[The request] Reproduce every item below verbatim, line for line.

[Data listing]
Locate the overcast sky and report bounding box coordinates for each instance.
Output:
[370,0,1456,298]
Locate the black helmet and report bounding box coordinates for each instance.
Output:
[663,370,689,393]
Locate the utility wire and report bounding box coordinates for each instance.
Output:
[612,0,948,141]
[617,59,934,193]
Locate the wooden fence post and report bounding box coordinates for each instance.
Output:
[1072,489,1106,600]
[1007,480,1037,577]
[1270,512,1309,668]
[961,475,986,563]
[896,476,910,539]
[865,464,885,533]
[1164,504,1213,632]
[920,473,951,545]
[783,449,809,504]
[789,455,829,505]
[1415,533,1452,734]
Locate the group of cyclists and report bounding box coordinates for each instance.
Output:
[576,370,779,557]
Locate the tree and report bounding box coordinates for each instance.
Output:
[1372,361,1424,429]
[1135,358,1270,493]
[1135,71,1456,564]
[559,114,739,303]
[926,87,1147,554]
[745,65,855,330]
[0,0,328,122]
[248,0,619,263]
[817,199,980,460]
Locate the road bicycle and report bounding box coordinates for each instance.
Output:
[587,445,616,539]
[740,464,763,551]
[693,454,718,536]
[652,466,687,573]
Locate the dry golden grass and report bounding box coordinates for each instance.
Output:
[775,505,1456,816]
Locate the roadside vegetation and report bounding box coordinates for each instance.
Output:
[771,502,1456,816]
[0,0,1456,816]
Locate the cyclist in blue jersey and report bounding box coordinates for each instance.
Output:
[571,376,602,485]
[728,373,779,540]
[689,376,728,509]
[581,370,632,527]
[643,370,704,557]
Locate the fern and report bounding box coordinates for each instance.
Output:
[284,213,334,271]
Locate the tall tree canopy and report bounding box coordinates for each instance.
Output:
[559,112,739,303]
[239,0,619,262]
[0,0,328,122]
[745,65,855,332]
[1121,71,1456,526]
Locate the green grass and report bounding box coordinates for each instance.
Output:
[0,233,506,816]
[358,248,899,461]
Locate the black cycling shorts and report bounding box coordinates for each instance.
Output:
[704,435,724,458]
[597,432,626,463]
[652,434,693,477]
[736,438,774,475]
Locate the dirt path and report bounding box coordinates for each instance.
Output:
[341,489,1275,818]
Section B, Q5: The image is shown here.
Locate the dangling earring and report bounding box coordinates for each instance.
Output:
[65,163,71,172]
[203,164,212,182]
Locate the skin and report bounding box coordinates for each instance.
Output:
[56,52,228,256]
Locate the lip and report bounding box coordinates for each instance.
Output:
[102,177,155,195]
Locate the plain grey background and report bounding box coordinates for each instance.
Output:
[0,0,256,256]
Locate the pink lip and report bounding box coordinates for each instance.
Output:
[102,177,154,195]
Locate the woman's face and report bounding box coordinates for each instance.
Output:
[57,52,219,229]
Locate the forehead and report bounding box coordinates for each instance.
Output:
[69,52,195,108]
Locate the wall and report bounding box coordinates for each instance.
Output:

[Task answer]
Locate the overcast sky and report bounding box coordinates for each instance.
Output:
[370,0,1456,298]
Locate the black helmet and report bounding box coordinates for each instance.
Output:
[663,370,689,393]
Locate the utility wire and report bounding box coordinates for each instance.
Output:
[612,0,948,141]
[617,59,934,193]
Locate the wooden fence post and report bounding box coordinates for each instance.
Output:
[1072,489,1106,600]
[1007,480,1037,577]
[1270,512,1309,668]
[961,475,986,563]
[896,476,910,539]
[865,464,885,533]
[1164,504,1213,632]
[920,473,951,545]
[783,449,809,504]
[789,455,829,505]
[1415,533,1452,734]
Locate the group of cyclists and report bounding box coordinates for each instance.
Output:
[576,370,779,557]
Locate the tree and report bounding box coordinates for each instance.
Output:
[1372,361,1424,429]
[1135,358,1270,493]
[1135,71,1456,564]
[559,114,739,303]
[926,87,1147,554]
[745,65,855,330]
[0,0,328,122]
[248,0,619,263]
[817,199,980,460]
Locate the road bicycle and report bounding box coordinates for each instance.
Output:
[587,445,616,539]
[740,464,763,551]
[693,454,718,536]
[652,466,687,573]
Locate the dry golden grass and report bounding box coordinates for each instance.
Output:
[775,505,1456,816]
Locate the roadside vegetation and report bounding box coordinates for each instance.
Output:
[771,502,1456,816]
[0,0,1456,816]
Locate the cyclist in blue jersey and report bounding box coordinates for each instance.
Output:
[571,376,602,485]
[728,373,779,540]
[689,376,728,509]
[581,370,632,527]
[643,370,704,557]
Locate the fern and report bounding box coordinates for each instance.
Output:
[284,213,334,271]
Locate the tall tree canopy and report bounding box coordinates for each instance.
Output:
[559,112,739,303]
[239,0,619,262]
[0,0,328,122]
[745,65,855,332]
[1121,71,1456,526]
Locate the green grass and report bounding box coordinates for each instance.
Output:
[0,233,506,816]
[358,248,899,461]
Locate the black cycling shorts and report bounding box coordinates for each instance.
Output:
[704,435,724,458]
[597,432,626,463]
[652,434,693,477]
[736,438,774,475]
Locate the dirt path and report bounding box coordinates for each instance.
Output:
[341,489,1275,818]
Section B, Q5: The image is shown here.
Locate the dangling earring and report bounding box coordinates for each instance.
Output:
[65,163,71,172]
[203,164,212,182]
Locate the skin and report bounding box coordinates for each instance.
Output:
[56,52,228,256]
Locate the lip and report bounding box coordinates for each instance.
Output:
[102,177,155,195]
Locate the plain grey background and report bounding box coordinates for each instance.
Output:
[0,0,256,256]
Locate the pink lip and report bounding box coordinates for each instance.
Output:
[102,177,154,195]
Locate the woman's face and report bounding box coordinates for each instance.
Output:
[57,52,219,229]
Locate the forehead and report bounding box coordinates for each instance.
Output:
[69,52,195,108]
Locate the wall and report bounding box coordinates for each instance.
Output:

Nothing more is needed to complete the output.